__Short task__
Write out each record again exactly as it stands.

__Records__

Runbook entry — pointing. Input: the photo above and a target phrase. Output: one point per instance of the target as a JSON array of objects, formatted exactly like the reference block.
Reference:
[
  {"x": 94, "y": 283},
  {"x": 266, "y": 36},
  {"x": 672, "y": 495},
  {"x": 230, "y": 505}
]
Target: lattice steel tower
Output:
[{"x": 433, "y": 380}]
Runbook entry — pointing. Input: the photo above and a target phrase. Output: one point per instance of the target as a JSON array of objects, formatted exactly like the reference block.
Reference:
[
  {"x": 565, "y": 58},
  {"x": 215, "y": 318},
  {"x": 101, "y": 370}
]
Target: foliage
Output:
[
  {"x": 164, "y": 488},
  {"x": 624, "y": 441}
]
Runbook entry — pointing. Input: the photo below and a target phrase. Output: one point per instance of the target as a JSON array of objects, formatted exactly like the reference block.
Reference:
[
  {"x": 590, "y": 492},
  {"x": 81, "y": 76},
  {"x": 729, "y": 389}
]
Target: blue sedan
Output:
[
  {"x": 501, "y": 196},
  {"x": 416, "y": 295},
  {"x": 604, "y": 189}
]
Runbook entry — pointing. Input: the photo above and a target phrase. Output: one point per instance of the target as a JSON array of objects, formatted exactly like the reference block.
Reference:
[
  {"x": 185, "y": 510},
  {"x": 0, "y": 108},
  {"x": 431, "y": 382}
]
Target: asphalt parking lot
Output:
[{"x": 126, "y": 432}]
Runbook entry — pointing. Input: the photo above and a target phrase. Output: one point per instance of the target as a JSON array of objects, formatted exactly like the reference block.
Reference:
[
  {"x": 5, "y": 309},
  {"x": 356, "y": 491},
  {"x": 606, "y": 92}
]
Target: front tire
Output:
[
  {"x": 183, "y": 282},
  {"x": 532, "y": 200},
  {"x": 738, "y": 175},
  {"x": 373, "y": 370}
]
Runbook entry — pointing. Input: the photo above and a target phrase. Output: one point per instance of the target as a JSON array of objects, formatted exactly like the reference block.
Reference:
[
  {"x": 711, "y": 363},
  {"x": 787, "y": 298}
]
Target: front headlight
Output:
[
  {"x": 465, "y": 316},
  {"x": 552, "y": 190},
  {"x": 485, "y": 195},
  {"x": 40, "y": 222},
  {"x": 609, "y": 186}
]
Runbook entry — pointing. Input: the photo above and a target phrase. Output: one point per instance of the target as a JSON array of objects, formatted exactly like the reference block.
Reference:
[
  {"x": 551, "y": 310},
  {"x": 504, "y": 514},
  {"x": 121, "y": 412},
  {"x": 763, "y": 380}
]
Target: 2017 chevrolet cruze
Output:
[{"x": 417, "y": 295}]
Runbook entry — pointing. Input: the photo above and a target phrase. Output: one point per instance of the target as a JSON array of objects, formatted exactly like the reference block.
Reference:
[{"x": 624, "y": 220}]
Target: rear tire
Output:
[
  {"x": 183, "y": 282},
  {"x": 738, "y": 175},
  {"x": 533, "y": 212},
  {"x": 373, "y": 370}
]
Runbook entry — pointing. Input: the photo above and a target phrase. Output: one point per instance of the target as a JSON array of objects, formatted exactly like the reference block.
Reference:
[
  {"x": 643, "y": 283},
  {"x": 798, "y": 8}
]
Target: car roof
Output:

__Solution to the problem__
Runbook entry — pointing. Input: the photo above and a target phrase. Output: one point per instance of the target as a JSON array of objects, formatted exactly like the reference block.
Reference:
[
  {"x": 94, "y": 283},
  {"x": 266, "y": 36},
  {"x": 672, "y": 495},
  {"x": 230, "y": 505}
]
Target: lattice steel tower
Output:
[{"x": 433, "y": 380}]
Runbook entry — pointing. Input: the photo above and a target phrase. Output: one point per instance of the target as a JSON array of objects, formatted exactly like the reference block.
Reference:
[
  {"x": 565, "y": 58},
  {"x": 215, "y": 318},
  {"x": 101, "y": 370}
]
Target: foliage
Output:
[
  {"x": 164, "y": 488},
  {"x": 624, "y": 441}
]
Runbook entry — pointing. Input: the photo below and a target phrase. Output: one point per instance of the target as a JSON array of objects, formatted exactly like the reference block.
Reference:
[
  {"x": 590, "y": 492},
  {"x": 81, "y": 76},
  {"x": 729, "y": 389}
]
Target: blue sedan
Output:
[
  {"x": 501, "y": 196},
  {"x": 416, "y": 295},
  {"x": 604, "y": 189}
]
Runbook entry — pointing. Input: the photo above and a target phrase. Output: one point per instance of the target as a JSON array of objects, formatted exactly like the reference block.
Reference:
[
  {"x": 185, "y": 510},
  {"x": 0, "y": 108},
  {"x": 431, "y": 382}
]
Target: asphalt parking lot
Output:
[{"x": 126, "y": 432}]
Runbook entry — pointing. Input: the photo above and a target phrase. Output: one point per instance of the target as a JSON array of objects, formatted exactly like the reference block.
Reference:
[
  {"x": 5, "y": 309},
  {"x": 356, "y": 491},
  {"x": 606, "y": 92}
]
Target: front tire
Output:
[
  {"x": 183, "y": 282},
  {"x": 532, "y": 200},
  {"x": 738, "y": 175},
  {"x": 373, "y": 370}
]
Runbook entry — pointing. Input: the photo above and a target phrase. Output: one point per instance of the target as a JSON array of objects, formatted exactly like the reference block.
Reference:
[
  {"x": 711, "y": 363},
  {"x": 787, "y": 298}
]
Target: front headlight
Output:
[
  {"x": 465, "y": 316},
  {"x": 552, "y": 190},
  {"x": 485, "y": 195},
  {"x": 40, "y": 222},
  {"x": 609, "y": 186}
]
Runbook entry — pointing. Input: the photo above and a target phrase. Output: one point per instance of the target as a JSON array of objects, formatted exactly like the reference block.
Reference:
[
  {"x": 551, "y": 310},
  {"x": 504, "y": 514},
  {"x": 121, "y": 412},
  {"x": 763, "y": 380}
]
Target: 2017 chevrolet cruze
Output:
[{"x": 417, "y": 295}]
Runbook entry — pointing. Input: the photo above and a target phrase. Output: one point per instance of the target as a JSON array of objects, formatted exactly like the reference block.
Reference:
[{"x": 624, "y": 220}]
Target: rear tire
Output:
[
  {"x": 183, "y": 282},
  {"x": 738, "y": 175},
  {"x": 533, "y": 212},
  {"x": 373, "y": 370}
]
Runbook entry — pointing. Input: the photo above and a target phrase. Output: one point per instance of the target as a JSON array of objects, formatted exactly like the reference block.
Reference:
[
  {"x": 643, "y": 283},
  {"x": 798, "y": 8}
]
Target: car roof
Output:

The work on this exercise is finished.